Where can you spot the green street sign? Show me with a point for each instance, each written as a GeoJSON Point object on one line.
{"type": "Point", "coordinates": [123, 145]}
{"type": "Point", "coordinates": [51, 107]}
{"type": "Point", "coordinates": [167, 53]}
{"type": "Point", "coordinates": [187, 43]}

What the task requires =>
Render all of the entries above as a numbered list, omitting any blank lines.

Worked solution =>
1. Where can you spot the green street sign? Show me with a point for each instance, each written as a GeoJSON Point object on one line.
2. {"type": "Point", "coordinates": [123, 145]}
3. {"type": "Point", "coordinates": [51, 107]}
4. {"type": "Point", "coordinates": [167, 53]}
5. {"type": "Point", "coordinates": [187, 43]}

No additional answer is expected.